EXCERPT PROVIDED:
## START

- Kabul Province in Afghanistan
- Date: 13 October 2003
- Meeting no.: 4,840
- Code: S/RES/1510 (Document)
- Subject: The situation in Afghanistan
- Voting summary: 15 voted for; None voted against; None abstained;
- Result: Adopted

Security Council composition
- Permanent members: China; France; Russia; United Kingdom; United States;
- Non-permanent members: Angola; Bulgaria; Chile; Cameroon; Germany; Guinea; Mexico; Pakistan; Spain; Syria;

= United Nations Security Council Resolution 1510 =

United Nations Security Council resolution 1510, adopted unanimously on 13 October 2003, after reaffirming all resolutions on the situation in Afghanistan, particularly resolutions 1386 (2001), 1413 (2002) and 1444 (2002), and resolutions 1368 (2001) and 1373 (2001) on terrorism, the council extended the authorisation of the International Security Assistance Force (ISAF) for a period of one year and expanded its operations outside the capital Kabul to other areas.

The adoption of Resolution 1510 was welcomed by the Afghan government, which had long demanded that ISAF be expanded to reassert government control over the country.

==Resolution==
===Observations===
The Security Council recognised that the responsibility for providing security and law and order throughout Afghanistan resided with Afghans themselves. It recalled the Bonn Agreement and its provision for the progressive expansion of ISAF to other areas beyond Kabul. The council also stressed the importance of the expansion of central government authority, security sector reform and comprehensive disarmament, demobilisation and reintegration of all armed forces. There were concerns that the Bonn Agreement could not be fully implemented due to the security situation in parts of the country.

Determining the situation to be a threat to international peace and security, the preamble of the resolution recorded a letter from the Afghan Foreign Minister requesting ISAF assistance outside the capital and from NATO requesting an expansion of the force.

## END

LISTED ENTRIES:
## START

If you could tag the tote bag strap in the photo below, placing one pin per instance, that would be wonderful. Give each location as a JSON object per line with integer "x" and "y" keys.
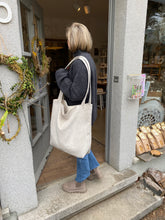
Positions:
{"x": 86, "y": 63}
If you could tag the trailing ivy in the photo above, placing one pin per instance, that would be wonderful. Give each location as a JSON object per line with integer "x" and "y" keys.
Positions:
{"x": 21, "y": 90}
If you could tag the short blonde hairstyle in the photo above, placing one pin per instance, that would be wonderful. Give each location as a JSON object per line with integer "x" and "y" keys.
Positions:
{"x": 79, "y": 37}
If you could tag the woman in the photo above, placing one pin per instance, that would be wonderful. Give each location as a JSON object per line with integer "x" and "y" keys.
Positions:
{"x": 73, "y": 83}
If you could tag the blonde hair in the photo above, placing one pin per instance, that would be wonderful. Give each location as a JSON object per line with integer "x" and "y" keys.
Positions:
{"x": 79, "y": 37}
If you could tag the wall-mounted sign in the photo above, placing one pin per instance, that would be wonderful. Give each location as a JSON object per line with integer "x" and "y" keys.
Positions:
{"x": 9, "y": 13}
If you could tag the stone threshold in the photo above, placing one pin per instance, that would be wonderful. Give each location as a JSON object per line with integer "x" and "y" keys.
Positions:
{"x": 133, "y": 203}
{"x": 54, "y": 204}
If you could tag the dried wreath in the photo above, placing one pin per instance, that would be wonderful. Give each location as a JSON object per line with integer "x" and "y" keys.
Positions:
{"x": 21, "y": 90}
{"x": 40, "y": 60}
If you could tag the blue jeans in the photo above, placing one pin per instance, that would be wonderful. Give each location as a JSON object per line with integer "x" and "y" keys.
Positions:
{"x": 85, "y": 165}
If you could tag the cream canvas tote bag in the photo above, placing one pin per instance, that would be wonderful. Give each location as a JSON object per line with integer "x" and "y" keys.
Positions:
{"x": 70, "y": 127}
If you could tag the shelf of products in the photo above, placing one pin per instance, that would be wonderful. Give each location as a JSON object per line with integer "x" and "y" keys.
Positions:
{"x": 102, "y": 77}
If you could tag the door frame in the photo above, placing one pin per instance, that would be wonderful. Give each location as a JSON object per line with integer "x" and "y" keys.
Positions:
{"x": 111, "y": 21}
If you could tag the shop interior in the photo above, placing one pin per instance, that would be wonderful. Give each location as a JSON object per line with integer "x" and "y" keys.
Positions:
{"x": 150, "y": 138}
{"x": 57, "y": 15}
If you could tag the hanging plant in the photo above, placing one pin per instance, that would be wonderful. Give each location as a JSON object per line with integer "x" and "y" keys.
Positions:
{"x": 21, "y": 90}
{"x": 40, "y": 60}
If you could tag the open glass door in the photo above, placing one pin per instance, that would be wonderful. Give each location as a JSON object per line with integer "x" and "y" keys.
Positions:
{"x": 38, "y": 107}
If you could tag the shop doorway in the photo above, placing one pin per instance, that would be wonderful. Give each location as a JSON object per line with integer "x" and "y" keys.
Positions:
{"x": 56, "y": 18}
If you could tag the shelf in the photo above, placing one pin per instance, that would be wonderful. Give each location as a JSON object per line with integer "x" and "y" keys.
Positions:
{"x": 102, "y": 77}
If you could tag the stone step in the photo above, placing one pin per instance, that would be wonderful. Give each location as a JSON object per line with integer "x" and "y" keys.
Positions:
{"x": 56, "y": 204}
{"x": 131, "y": 204}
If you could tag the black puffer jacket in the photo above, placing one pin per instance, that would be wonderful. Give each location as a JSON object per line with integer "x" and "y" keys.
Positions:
{"x": 73, "y": 82}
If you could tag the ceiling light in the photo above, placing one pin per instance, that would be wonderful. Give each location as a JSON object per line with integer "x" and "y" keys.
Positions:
{"x": 76, "y": 6}
{"x": 87, "y": 9}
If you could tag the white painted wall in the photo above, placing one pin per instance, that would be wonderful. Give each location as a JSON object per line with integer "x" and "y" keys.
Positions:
{"x": 130, "y": 19}
{"x": 17, "y": 182}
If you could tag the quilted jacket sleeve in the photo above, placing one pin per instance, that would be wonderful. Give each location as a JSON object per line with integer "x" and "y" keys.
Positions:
{"x": 73, "y": 82}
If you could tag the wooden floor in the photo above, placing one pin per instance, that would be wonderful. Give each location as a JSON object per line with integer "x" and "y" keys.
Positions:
{"x": 60, "y": 164}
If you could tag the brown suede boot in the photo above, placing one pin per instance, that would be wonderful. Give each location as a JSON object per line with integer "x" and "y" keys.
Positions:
{"x": 74, "y": 187}
{"x": 95, "y": 174}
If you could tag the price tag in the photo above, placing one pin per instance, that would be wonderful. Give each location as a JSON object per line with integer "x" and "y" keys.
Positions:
{"x": 9, "y": 13}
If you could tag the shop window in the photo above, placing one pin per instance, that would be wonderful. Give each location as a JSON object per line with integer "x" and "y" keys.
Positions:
{"x": 151, "y": 117}
{"x": 25, "y": 30}
{"x": 33, "y": 121}
{"x": 154, "y": 65}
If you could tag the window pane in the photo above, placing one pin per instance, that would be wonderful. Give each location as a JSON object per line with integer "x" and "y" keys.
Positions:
{"x": 33, "y": 121}
{"x": 25, "y": 32}
{"x": 44, "y": 111}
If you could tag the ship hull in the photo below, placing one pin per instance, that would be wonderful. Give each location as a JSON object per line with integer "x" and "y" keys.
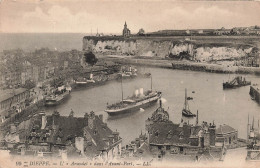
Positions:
{"x": 58, "y": 100}
{"x": 230, "y": 86}
{"x": 132, "y": 108}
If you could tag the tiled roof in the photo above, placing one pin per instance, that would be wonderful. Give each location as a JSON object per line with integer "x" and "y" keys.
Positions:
{"x": 67, "y": 128}
{"x": 101, "y": 134}
{"x": 225, "y": 129}
{"x": 169, "y": 133}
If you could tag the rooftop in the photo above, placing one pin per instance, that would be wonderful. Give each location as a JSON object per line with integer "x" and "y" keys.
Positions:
{"x": 9, "y": 93}
{"x": 225, "y": 129}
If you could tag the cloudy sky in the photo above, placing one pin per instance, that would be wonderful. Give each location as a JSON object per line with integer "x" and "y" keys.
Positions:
{"x": 82, "y": 16}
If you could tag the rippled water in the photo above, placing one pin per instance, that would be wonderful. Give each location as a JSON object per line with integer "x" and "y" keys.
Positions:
{"x": 223, "y": 106}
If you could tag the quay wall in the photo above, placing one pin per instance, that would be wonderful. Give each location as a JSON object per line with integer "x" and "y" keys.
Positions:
{"x": 255, "y": 93}
{"x": 202, "y": 49}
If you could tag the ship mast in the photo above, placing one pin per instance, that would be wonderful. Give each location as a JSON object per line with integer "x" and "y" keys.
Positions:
{"x": 122, "y": 87}
{"x": 186, "y": 102}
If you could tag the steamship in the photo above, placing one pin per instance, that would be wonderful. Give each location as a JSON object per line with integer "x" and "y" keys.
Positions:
{"x": 134, "y": 103}
{"x": 139, "y": 100}
{"x": 58, "y": 95}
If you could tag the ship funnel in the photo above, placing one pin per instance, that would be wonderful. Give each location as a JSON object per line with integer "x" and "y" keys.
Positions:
{"x": 141, "y": 91}
{"x": 136, "y": 92}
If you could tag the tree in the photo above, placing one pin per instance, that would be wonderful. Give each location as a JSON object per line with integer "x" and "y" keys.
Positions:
{"x": 90, "y": 58}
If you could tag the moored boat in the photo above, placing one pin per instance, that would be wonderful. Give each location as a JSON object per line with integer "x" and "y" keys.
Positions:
{"x": 236, "y": 82}
{"x": 186, "y": 111}
{"x": 59, "y": 95}
{"x": 134, "y": 103}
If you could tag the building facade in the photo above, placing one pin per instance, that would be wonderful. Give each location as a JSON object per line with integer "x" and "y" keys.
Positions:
{"x": 126, "y": 31}
{"x": 64, "y": 136}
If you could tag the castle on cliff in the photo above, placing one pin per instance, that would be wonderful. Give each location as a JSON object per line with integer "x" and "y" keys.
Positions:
{"x": 126, "y": 31}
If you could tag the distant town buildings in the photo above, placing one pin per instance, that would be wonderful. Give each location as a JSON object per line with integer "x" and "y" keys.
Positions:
{"x": 164, "y": 139}
{"x": 126, "y": 31}
{"x": 12, "y": 99}
{"x": 226, "y": 135}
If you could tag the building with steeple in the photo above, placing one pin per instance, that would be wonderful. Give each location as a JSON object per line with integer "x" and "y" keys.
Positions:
{"x": 126, "y": 31}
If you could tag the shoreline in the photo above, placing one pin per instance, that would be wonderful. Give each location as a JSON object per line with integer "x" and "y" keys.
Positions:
{"x": 185, "y": 65}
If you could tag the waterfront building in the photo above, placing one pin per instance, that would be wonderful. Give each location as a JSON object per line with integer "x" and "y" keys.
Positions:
{"x": 226, "y": 135}
{"x": 164, "y": 139}
{"x": 253, "y": 148}
{"x": 12, "y": 99}
{"x": 126, "y": 31}
{"x": 86, "y": 137}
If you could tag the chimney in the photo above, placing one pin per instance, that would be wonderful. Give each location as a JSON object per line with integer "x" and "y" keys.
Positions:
{"x": 116, "y": 135}
{"x": 197, "y": 118}
{"x": 44, "y": 121}
{"x": 86, "y": 119}
{"x": 212, "y": 134}
{"x": 13, "y": 129}
{"x": 136, "y": 93}
{"x": 101, "y": 117}
{"x": 55, "y": 116}
{"x": 79, "y": 144}
{"x": 141, "y": 91}
{"x": 91, "y": 119}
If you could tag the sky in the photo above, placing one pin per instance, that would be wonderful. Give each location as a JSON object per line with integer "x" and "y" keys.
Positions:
{"x": 108, "y": 16}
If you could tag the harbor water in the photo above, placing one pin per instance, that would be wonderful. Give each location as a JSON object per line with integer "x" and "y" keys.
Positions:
{"x": 230, "y": 107}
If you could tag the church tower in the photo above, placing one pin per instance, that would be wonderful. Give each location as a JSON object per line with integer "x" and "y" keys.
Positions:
{"x": 126, "y": 31}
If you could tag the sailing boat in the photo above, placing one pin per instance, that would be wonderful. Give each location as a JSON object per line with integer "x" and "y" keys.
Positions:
{"x": 139, "y": 100}
{"x": 186, "y": 111}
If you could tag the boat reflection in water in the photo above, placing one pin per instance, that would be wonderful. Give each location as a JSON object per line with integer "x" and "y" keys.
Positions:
{"x": 140, "y": 100}
{"x": 134, "y": 103}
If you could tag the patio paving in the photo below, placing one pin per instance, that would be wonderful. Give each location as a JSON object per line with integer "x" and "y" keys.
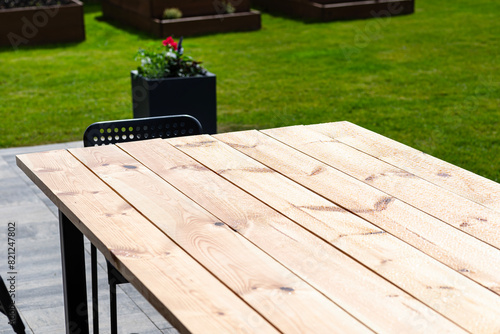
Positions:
{"x": 39, "y": 295}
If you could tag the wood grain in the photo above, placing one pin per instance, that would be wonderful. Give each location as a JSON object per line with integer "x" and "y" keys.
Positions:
{"x": 365, "y": 295}
{"x": 285, "y": 300}
{"x": 461, "y": 213}
{"x": 439, "y": 172}
{"x": 450, "y": 293}
{"x": 171, "y": 280}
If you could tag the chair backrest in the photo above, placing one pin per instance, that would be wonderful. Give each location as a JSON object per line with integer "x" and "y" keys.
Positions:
{"x": 111, "y": 132}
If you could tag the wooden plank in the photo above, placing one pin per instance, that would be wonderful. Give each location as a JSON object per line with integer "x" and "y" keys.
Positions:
{"x": 452, "y": 294}
{"x": 285, "y": 300}
{"x": 184, "y": 292}
{"x": 465, "y": 215}
{"x": 439, "y": 172}
{"x": 365, "y": 295}
{"x": 459, "y": 251}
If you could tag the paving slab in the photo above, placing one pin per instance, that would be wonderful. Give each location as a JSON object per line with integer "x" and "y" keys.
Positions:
{"x": 39, "y": 295}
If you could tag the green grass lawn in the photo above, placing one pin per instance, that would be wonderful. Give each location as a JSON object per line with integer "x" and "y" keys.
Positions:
{"x": 430, "y": 80}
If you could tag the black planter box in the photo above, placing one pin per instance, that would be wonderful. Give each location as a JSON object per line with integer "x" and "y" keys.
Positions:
{"x": 195, "y": 96}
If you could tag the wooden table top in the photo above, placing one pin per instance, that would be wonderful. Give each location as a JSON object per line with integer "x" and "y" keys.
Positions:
{"x": 326, "y": 228}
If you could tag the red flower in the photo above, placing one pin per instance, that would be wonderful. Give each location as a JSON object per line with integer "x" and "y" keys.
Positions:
{"x": 170, "y": 42}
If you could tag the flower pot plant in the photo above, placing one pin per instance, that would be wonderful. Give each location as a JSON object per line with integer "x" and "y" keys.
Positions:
{"x": 29, "y": 22}
{"x": 168, "y": 82}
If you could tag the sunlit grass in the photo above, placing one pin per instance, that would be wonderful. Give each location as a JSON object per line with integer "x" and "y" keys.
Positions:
{"x": 430, "y": 80}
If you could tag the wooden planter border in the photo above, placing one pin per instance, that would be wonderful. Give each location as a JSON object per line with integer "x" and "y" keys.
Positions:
{"x": 188, "y": 26}
{"x": 42, "y": 25}
{"x": 332, "y": 10}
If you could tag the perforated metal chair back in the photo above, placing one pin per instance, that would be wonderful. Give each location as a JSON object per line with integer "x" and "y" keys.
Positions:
{"x": 112, "y": 132}
{"x": 120, "y": 131}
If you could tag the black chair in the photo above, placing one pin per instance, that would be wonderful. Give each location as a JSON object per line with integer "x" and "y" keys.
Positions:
{"x": 8, "y": 308}
{"x": 112, "y": 132}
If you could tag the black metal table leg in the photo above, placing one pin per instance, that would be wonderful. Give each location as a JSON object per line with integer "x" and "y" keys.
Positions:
{"x": 74, "y": 279}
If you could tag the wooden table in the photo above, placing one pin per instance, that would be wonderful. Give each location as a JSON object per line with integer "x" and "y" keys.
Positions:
{"x": 326, "y": 228}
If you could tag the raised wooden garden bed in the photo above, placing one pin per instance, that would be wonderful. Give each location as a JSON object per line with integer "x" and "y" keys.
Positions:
{"x": 331, "y": 10}
{"x": 42, "y": 25}
{"x": 199, "y": 16}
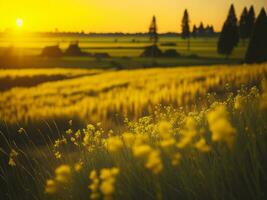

## END

JOB 1:
Answer these from the Resolution 1510 article:
(a) How many council members voted for the resolution?
(b) For how long did the council extend the authorization of ISAF?
(c) According to the preamble, which two parties sent letters, and what did each request?
JOB 2: Print the part of the Resolution 1510 article starting with "Security Council composition" and going on through "to other areas.".

CORRECT RESPONSE 1:
(a) Fifteen members voted for it, with none against and none abstaining.
(b) One year.
(c) The Afghan Foreign Minister requested ISAF assistance outside the capital, and NATO requested an expansion of the force.

CORRECT RESPONSE 2:
Security Council composition
- Permanent members: China; France; Russia; United Kingdom; United States;
- Non-permanent members: Angola; Bulgaria; Chile; Cameroon; Germany; Guinea; Mexico; Pakistan; Spain; Syria;

= United Nations Security Council Resolution 1510 =

United Nations Security Council resolution 1510, adopted unanimously on 13 October 2003, after reaffirming all resolutions on the situation in Afghanistan, particularly resolutions 1386 (2001), 1413 (2002) and 1444 (2002), and resolutions 1368 (2001) and 1373 (2001) on terrorism, the council extended the authorisation of the International Security Assistance Force (ISAF) for a period of one year and expanded its operations outside the capital Kabul to other areas.